++++ Record excerpts ++++

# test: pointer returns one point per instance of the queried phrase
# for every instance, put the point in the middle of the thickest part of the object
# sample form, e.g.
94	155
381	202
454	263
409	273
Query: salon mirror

++++

(Your task) Show every line in the entries above that contains the string "instance".

(Exercise response)
# test: pointer returns one point per instance of the queried phrase
# for every instance, put the point in the middle of the thickest part of the object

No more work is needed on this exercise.